**TEXT EXCERPT:**

-------

Start the UDP peer on the loadgen droplet:

pkill -x turnutils_peer || true
sysctl -w net.core.rmem_max=134217728 net.core.wmem_max=134217728 \
  net.core.netdev_max_backlog=250000 || true
ulimit -n 1048576

nohup /root/coturn/build/bin/turnutils_peer -L 10.116.0.3 -p 3480 \
  > /root/peer.log 2>&1 &
echo $! > /root/peer.pid

Optional server-side monitor, run on the turnserver droplet before each test:

cat > /root/start_monitor.sh <<'EOF'
#!/bin/bash
label=$1
pid=$(cat /root/turnserver.pid)
rm -f /root/${label}_*.txt
nohup bash -c "pidstat -h -u -r -p $pid 1 14 > /root/${label}_pidstat.txt & \
  mpstat 1 14 > /root/${label}_mpstat.txt & \
  sar -n DEV 1 14 > /root/${label}_sar.txt & wait" \
  > /root/${label}_monitor.out 2>&1 &
echo $! > /root/${label}_monitor.pid
EOF
chmod +x /root/start_monitor.sh

Connectivity smoke from loadgen:

/root/coturn/build/bin/turnutils_uclient \
  -Y packet -m 1 -n 1000 -l 120 \
  -e 10.116.0.3 -r 3480 -X -g \
  -u user -W secret \
  10.116.0.2

Packet relay sweep from loadgen:

for m in 1 2 4 8 16 32; do
  log=/root/packet_m${m}.log
  timeout -s INT 12s /root/coturn/build/bin/turnutils_uclient \
    -Y packet -m "$m" -l 120 \
    -e 10.116.0.3 -r 3480 -X -g \
    -u user -W secret \
    10.116.0.2 > "$log" 2>&1 || true
  tail -20 "$log"
done

For higher -m values, the load generator can finish its default work before the timeout. Add -n 1000 when you want a longer many-connection run, and if the final log line omits tot_recv_msgs, derive receive count from tot_recv_bytes / message_length.

-------

**SOURCE MATERIAL:**

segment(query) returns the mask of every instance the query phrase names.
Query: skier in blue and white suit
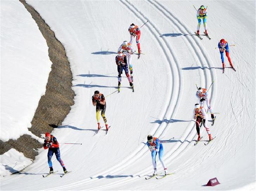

-------

**THINGS TO DO:**
1. In the coturn setup notes, why should you add -n 1000 for runs with higher -m values? Answer in one to three sentences.
2. According to the coturn setup notes, on which droplet is the optional server-side monitor run?
3. Reproduce the coturn setup notes between "Optional server-side monitor, run" and "pid=$(cat /root/turnserver.pid)", inclusive, and swap "before each test" for "ahead of every test".

**SOLUTIONS IN ORDER:**
1. With higher -m values, the load generator can finish its default work before the timeout. Adding -n 1000 gives a longer many-connection run.

2. On the turnserver droplet, before each test.

3.
Optional server-side monitor, run on the turnserver droplet ahead of every test:

cat > /root/start_monitor.sh <<'EOF'
#!/bin/bash
label=$1
pid=$(cat /root/turnserver.pid)